EXTRAIT DU DOCUMENT
===

JOHN R. OSGOOD dirige sa propre entreprise de sciages et placages à Los Angeles (Californie).

Depuis cinquante ans, ma famille importe des bois tropicaux; mon père avait commencé alors à acheter de l'acajou des Philippines. Il s'agissait au départ d'un petit commerce spécialisé. Au début, le commerce des produits exotiques originaires d'Asie avait même un certain charme, puis les relations entre importateurs et fournisseurs de bois tropicaux se modifièrent avec la fin du colonialisme. Les rapports entre les hommes d'affaires et les organismes officiels chargés de la réglementation dans la plupart des pays industrialisés sont également devenus beaucoup plus complexes au cours des vingt ou trente dernières années. Le commerce et les échanges ont beaucoup évolué au cours de cette période pour toutes les parties intéressées. Chacun dit que le monde est devenu plus petit. C'est peut-être vrai, mais cela n'a pas nécessairement conduit à une meilleure compréhension. Ayant des liens entre eux et besoin les uns des autres, producteurs et importateurs devraient réfléchir aux conséquences pratiques de ces changements. C'est dans ce but que j'expose ici certaines de mes opinions et de mes préoccupations. Il s'agit à la fois des risques commerciaux normaux et des divergences fondamentales qui existent entre le monde et la mentalité des producteurs et ceux des importateurs. Dans chaque cas, ils doivent être appréciés des deux bords. Pour les importateurs, les problèmes sont principalement de deux ordres: technique et économique. Quelles sont tout d'abord, d'après notre expérience, les difficultés techniques les plus courantes?

===

MATÉRIEL FOURNI
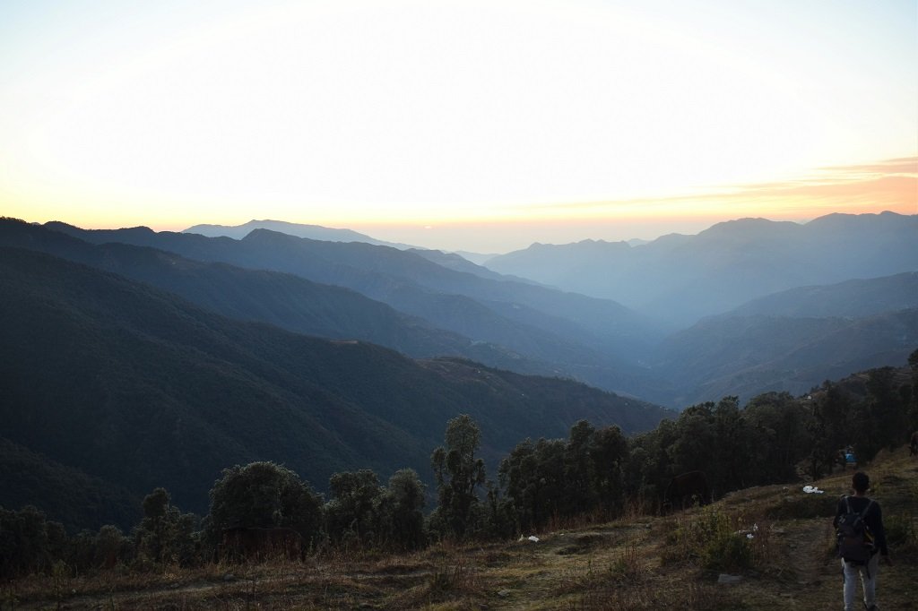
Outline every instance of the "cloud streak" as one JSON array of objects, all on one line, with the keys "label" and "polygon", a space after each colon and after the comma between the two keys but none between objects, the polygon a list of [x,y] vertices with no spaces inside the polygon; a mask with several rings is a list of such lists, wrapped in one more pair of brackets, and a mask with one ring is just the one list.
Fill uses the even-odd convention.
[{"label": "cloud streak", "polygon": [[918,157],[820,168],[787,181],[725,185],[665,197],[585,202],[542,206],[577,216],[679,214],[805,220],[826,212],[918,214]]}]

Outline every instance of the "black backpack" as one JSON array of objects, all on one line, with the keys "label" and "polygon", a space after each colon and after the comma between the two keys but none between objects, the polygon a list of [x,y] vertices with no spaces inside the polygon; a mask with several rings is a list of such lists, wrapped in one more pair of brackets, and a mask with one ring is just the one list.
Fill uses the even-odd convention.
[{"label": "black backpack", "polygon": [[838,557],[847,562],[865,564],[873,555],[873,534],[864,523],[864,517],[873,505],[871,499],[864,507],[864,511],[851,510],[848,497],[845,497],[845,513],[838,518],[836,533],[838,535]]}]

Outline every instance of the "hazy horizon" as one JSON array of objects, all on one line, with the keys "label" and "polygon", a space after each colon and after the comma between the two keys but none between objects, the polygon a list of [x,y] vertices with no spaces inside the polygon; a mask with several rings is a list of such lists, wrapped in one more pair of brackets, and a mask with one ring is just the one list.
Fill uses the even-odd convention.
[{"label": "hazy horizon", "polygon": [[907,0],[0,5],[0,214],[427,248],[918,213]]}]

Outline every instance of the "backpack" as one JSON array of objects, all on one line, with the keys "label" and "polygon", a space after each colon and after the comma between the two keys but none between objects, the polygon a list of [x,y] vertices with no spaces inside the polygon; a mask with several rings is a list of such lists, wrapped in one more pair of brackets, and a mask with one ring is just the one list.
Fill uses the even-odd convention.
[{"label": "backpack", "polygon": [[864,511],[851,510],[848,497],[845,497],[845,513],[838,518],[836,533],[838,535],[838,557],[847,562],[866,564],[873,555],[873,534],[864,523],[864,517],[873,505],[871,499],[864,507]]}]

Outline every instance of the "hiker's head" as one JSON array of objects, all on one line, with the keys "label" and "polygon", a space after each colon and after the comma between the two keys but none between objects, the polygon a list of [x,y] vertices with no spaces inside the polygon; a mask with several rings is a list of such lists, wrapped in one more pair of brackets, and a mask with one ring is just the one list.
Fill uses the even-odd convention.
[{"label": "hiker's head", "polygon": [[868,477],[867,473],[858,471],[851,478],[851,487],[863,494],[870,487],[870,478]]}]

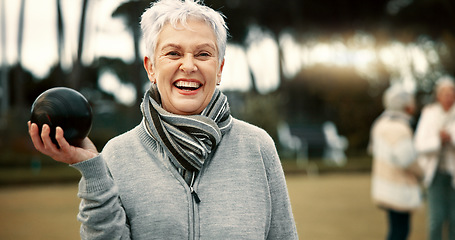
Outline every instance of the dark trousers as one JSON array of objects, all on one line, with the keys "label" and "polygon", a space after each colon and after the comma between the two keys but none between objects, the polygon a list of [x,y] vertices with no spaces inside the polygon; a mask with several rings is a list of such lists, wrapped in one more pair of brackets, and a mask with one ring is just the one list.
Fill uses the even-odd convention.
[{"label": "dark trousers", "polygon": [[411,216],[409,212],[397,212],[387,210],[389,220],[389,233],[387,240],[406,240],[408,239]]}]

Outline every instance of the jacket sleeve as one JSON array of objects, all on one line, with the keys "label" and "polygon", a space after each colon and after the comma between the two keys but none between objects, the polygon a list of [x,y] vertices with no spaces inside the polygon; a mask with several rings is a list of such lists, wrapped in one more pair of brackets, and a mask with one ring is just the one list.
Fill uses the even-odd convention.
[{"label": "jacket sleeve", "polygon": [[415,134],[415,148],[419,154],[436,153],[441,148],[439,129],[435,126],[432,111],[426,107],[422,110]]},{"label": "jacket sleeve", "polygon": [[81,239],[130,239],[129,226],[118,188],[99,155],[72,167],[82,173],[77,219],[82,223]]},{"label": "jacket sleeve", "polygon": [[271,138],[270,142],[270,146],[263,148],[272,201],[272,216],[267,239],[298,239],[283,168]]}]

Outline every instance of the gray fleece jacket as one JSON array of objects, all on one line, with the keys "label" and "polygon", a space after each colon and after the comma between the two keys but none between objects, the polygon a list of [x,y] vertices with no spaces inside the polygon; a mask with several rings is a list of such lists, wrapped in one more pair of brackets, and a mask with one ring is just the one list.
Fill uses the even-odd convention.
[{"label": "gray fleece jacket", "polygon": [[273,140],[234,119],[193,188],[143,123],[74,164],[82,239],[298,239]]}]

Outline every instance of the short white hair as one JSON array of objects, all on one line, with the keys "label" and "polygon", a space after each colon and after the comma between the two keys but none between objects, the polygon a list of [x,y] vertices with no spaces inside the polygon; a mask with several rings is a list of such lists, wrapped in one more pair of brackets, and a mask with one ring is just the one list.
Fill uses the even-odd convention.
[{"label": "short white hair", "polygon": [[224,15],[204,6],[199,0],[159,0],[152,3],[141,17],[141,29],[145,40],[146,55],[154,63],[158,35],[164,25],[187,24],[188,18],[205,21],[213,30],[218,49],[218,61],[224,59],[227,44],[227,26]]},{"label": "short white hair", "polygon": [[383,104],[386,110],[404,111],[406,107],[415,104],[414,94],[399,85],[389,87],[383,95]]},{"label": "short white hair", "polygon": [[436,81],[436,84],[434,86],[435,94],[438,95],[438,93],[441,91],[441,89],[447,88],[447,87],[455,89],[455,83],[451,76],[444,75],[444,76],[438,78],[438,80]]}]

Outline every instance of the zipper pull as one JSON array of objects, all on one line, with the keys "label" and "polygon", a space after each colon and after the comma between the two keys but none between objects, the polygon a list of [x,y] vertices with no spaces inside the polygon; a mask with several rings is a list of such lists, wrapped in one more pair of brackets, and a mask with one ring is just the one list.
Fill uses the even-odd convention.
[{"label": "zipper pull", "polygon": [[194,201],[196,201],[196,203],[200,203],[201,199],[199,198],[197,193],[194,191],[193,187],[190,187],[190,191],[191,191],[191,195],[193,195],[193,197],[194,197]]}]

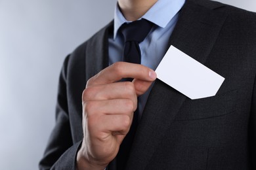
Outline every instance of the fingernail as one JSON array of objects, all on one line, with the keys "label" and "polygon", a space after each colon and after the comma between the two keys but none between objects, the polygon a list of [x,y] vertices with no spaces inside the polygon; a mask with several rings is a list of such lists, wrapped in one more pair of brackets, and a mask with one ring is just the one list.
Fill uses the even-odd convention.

===

TÂCHES À RÉALISER
- a) Répondez aux questions suivantes à partir du texte sur l'importation de bois tropicaux.
(i) Dans quelle ville se trouve l'entreprise de sciages et placages de John R. Osgood ?
(ii) Quel bois le père de l'auteur avait-il commencé à acheter ?
(iii) De quels deux ordres sont principalement les problèmes des importateurs ?
- b) Poursuivez le texte sur l'importation de bois tropicaux à partir de l'endroit où il s'arrête.

RÉPONSES PAR TÂCHE
- a)
(i) À Los Angeles (Californie).
(ii) De l'acajou des Philippines.
(iii) Technique et économique.

- b)
Le transport se fait toujours par voie maritime et le point de départ est souvent une petite localité isolée. Trouver des navires qui y font escale est une entreprise hasardeuse car on est sans cesse à la merci de retards et d'annulations. Dans un domaine où la coordination joue un grand rôle, de tels contretemps peuvent nous faire perdre des contrats et amenuiser les profits. Parfois, les tonnages exigés par le chargeur dépassent la capacité de production des usines et on est alors confronté, semble-t-il, à la vieille question: qui vient en premier: la poule ou l'œuf? C'est pourquoi, lorsque nous envisageons un nouvel approvisionnement, nous cherchons tout d'abord à savoir si le transport est réalisable ou non. De nombreux projets ne dépassent jamais ce stade.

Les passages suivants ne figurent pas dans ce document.